Your task is to repeat, word for word, the line containing "of the blurred" and all lines that follow it to the end of the material, and no other lines.

INPUT FOR THIS TASK section start

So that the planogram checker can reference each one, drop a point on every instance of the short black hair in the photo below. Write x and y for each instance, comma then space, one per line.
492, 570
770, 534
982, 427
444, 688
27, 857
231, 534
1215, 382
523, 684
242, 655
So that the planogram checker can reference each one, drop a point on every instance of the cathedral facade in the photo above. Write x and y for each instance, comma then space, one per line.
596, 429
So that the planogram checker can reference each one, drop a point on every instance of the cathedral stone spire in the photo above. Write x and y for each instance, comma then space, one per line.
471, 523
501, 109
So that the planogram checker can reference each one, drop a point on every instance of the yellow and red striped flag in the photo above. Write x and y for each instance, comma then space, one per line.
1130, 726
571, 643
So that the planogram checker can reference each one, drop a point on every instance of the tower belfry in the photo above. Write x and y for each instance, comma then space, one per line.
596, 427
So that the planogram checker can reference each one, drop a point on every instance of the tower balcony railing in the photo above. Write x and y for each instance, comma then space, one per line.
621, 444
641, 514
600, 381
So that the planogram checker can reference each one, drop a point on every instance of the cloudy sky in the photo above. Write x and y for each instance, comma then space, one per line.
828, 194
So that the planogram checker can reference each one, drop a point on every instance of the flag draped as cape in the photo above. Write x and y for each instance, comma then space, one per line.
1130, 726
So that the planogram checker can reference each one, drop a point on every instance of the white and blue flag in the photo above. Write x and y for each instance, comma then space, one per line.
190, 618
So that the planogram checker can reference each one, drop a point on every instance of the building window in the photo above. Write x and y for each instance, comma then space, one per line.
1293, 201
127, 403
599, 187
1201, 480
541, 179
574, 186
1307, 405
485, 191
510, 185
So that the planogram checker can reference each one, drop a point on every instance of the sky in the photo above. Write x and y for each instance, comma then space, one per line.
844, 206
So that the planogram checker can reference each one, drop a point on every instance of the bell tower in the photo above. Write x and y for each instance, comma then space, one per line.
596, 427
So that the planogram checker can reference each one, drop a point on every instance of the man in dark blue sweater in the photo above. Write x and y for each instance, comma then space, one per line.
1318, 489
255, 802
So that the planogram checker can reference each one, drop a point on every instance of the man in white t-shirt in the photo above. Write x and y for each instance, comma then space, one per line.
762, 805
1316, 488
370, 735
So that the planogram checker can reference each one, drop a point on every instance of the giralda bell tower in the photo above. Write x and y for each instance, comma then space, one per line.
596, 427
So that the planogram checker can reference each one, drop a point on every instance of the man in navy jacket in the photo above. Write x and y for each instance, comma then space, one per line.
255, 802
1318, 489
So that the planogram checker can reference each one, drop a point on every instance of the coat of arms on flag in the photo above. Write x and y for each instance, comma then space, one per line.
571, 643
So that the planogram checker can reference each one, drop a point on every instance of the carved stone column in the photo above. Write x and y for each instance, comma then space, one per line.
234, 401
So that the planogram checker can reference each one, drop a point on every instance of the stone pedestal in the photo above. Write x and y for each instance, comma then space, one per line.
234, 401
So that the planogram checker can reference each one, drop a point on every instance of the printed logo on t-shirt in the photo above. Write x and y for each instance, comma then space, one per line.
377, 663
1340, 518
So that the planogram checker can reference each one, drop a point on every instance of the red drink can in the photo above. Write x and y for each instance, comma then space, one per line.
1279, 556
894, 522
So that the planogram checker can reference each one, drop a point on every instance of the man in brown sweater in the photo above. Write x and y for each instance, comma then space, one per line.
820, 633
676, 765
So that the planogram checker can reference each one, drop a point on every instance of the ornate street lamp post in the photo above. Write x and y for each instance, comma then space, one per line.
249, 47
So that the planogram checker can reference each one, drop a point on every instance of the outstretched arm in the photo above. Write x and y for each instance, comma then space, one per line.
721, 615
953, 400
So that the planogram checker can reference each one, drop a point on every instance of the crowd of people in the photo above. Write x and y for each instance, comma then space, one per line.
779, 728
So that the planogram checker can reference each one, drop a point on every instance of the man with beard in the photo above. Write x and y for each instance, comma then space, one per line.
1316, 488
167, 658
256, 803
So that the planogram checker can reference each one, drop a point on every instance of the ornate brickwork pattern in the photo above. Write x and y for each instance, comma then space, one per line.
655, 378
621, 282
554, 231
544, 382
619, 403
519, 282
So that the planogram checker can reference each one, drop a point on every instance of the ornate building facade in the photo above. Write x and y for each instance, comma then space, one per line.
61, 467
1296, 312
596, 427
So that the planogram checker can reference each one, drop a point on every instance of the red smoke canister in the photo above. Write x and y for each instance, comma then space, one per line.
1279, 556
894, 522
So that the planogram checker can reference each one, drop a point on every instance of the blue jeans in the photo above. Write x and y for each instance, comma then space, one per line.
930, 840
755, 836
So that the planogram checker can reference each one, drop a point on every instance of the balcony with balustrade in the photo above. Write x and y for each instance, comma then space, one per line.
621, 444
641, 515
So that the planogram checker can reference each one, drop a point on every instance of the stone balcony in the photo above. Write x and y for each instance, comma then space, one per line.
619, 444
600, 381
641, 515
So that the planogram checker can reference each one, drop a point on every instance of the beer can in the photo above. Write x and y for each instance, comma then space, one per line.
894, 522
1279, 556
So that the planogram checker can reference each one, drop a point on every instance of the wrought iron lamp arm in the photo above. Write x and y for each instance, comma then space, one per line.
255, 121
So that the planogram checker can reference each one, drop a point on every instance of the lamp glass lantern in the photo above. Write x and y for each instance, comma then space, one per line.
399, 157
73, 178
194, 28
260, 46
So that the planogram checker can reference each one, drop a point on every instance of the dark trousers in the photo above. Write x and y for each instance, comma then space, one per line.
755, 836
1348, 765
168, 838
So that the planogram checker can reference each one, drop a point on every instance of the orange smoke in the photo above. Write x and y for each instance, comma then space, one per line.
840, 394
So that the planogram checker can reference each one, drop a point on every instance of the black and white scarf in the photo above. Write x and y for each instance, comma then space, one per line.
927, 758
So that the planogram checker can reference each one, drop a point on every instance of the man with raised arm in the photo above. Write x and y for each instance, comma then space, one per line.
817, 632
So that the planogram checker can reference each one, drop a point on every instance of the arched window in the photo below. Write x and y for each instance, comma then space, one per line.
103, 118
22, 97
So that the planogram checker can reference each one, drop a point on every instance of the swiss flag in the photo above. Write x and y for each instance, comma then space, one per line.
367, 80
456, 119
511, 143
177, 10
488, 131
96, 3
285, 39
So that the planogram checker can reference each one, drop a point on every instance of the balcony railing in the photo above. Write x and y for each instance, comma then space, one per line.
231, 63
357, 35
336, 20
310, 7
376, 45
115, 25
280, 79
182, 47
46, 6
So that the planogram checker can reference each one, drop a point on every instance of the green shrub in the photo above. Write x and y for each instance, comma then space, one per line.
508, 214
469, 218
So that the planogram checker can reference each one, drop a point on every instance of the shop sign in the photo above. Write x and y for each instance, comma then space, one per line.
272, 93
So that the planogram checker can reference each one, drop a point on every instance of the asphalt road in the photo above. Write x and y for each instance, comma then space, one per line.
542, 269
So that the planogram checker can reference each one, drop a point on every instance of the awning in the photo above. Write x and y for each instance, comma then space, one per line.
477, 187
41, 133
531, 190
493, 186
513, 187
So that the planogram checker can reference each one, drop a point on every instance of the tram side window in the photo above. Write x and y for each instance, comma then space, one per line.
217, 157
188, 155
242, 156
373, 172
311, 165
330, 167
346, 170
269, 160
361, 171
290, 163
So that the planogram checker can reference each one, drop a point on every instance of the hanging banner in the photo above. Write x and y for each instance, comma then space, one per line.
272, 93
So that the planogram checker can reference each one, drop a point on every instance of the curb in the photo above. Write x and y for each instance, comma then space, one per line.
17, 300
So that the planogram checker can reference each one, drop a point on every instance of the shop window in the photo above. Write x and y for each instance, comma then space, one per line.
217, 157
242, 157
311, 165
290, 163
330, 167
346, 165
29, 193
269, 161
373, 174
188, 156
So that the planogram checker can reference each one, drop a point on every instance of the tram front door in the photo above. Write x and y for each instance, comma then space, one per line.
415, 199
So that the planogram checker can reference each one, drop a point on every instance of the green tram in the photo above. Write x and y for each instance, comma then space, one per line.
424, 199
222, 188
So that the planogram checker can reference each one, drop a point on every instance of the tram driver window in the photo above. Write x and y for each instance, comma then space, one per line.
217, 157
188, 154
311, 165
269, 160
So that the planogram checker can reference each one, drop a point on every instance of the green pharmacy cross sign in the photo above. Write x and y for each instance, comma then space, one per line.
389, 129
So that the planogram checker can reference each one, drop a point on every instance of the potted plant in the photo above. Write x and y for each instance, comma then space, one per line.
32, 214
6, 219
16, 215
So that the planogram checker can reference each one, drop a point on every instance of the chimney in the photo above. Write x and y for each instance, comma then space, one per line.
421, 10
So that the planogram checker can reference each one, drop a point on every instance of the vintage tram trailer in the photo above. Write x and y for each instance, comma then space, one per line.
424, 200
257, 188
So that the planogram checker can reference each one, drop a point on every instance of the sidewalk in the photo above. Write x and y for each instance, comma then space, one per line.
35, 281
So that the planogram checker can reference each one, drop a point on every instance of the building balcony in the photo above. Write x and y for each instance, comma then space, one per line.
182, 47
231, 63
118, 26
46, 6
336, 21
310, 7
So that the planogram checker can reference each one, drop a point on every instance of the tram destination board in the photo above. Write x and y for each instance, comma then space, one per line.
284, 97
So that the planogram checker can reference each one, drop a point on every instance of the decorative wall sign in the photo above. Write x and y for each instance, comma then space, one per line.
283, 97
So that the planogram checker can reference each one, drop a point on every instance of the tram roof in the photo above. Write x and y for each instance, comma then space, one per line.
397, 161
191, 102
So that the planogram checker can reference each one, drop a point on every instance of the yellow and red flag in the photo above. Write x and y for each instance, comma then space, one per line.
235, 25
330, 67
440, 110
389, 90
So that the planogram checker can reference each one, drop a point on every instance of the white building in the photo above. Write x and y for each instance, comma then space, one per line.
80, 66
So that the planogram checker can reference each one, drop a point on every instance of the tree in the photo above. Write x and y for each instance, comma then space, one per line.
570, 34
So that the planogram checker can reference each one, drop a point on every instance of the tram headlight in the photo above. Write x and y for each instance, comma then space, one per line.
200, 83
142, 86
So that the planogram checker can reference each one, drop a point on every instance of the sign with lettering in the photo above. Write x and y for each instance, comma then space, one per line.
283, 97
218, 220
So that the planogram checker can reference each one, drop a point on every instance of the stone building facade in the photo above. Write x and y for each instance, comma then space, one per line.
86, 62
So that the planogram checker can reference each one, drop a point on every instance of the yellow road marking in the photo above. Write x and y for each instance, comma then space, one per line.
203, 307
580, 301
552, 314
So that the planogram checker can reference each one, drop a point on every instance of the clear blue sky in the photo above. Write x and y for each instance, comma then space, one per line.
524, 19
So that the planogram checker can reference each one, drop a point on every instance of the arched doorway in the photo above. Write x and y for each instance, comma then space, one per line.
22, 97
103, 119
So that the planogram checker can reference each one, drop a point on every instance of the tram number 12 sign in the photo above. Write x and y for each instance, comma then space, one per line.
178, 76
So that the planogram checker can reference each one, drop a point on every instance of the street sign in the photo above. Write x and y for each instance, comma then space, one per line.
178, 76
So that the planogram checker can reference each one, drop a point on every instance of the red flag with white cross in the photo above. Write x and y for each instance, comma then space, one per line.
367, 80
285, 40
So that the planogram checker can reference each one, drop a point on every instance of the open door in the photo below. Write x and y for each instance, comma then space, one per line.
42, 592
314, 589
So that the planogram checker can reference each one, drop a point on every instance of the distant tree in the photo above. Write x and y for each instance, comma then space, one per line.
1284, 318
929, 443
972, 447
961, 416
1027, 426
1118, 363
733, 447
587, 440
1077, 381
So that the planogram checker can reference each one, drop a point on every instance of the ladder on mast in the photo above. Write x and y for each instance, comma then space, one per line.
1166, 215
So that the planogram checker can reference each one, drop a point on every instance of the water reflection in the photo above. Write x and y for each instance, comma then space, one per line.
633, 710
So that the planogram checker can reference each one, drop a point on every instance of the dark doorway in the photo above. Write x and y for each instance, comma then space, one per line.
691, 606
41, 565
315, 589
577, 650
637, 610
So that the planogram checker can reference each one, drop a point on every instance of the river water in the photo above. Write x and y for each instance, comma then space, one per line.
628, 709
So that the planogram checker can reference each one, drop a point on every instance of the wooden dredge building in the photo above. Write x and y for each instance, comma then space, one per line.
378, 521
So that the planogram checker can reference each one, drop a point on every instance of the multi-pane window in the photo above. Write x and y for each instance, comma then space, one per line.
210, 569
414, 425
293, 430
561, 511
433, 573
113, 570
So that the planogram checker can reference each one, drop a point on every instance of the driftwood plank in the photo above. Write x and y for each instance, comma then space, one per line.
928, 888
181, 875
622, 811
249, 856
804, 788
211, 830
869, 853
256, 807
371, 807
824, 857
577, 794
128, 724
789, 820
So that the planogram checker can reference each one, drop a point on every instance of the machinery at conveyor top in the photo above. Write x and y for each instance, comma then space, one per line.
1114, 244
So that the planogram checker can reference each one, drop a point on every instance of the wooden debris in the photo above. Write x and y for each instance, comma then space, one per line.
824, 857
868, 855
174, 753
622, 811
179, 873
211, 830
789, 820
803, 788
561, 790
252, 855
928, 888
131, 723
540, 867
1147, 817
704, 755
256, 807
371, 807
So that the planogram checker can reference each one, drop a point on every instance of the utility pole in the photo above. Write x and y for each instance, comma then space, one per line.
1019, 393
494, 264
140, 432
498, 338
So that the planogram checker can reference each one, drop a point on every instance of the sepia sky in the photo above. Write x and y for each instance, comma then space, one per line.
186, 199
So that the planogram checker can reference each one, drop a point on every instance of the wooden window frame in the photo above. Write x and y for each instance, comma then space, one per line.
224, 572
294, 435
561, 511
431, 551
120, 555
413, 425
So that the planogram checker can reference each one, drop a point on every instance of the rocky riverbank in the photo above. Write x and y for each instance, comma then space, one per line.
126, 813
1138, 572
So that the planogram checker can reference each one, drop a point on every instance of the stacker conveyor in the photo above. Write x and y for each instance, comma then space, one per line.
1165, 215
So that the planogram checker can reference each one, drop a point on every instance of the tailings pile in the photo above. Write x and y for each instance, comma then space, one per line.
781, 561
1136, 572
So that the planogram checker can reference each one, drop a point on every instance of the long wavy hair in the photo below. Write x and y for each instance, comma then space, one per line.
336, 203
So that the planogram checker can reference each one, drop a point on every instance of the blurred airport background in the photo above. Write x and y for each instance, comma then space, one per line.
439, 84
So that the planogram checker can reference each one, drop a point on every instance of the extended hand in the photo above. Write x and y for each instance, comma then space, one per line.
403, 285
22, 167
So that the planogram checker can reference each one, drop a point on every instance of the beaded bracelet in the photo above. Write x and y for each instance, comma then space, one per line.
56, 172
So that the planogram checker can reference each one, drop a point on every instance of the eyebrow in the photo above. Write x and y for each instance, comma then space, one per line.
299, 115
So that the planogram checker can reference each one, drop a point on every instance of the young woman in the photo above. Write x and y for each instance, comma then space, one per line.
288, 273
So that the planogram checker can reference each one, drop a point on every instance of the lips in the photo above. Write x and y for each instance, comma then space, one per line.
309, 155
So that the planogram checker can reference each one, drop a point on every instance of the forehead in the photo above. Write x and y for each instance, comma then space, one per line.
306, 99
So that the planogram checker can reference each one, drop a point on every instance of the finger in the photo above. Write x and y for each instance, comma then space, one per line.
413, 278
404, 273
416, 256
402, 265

INPUT FOR THIS TASK section end

RESPONSE TO THE TASK:
So that the planogram checker can reference each one, drop a point on every instance of the blurred airport background in the photo above. Write x and y for each instance, comma then space, one per line.
439, 84
So that the planogram checker can reference each one, drop a point on every instance of the extended hand in the photo above. Write x and y for each instance, comma then space, one per line.
403, 285
22, 167
So that the planogram checker can reference each one, drop a point on every instance of the beaded bracelet in the photo above. Write x and y for each instance, comma then space, one per line.
56, 172
So that the planogram checker can reference each one, drop a point on every instance of the eyebrow in the photo above. Write x and y for each instance, comma then space, one per line.
299, 115
So that the planogram checker can reference each one, drop a point on every instance of the young woman in the photo above. Write x and y for each instance, comma then space, one per line.
288, 273
So that the planogram checker can reference each one, drop a point on every instance of the lips in the photo above. Write x and y for each instance, comma then space, one per line.
309, 155
So that the planogram checker can reference each one, drop a point on every instance of the forehead in the photo above. Write x and y for each instance, comma then space, one per line.
306, 99
So that the planogram checker can reference each one, drop a point on every instance of the finger in the photo above. Write x and y for each instance, comma then space, one per line.
413, 278
404, 273
416, 256
402, 265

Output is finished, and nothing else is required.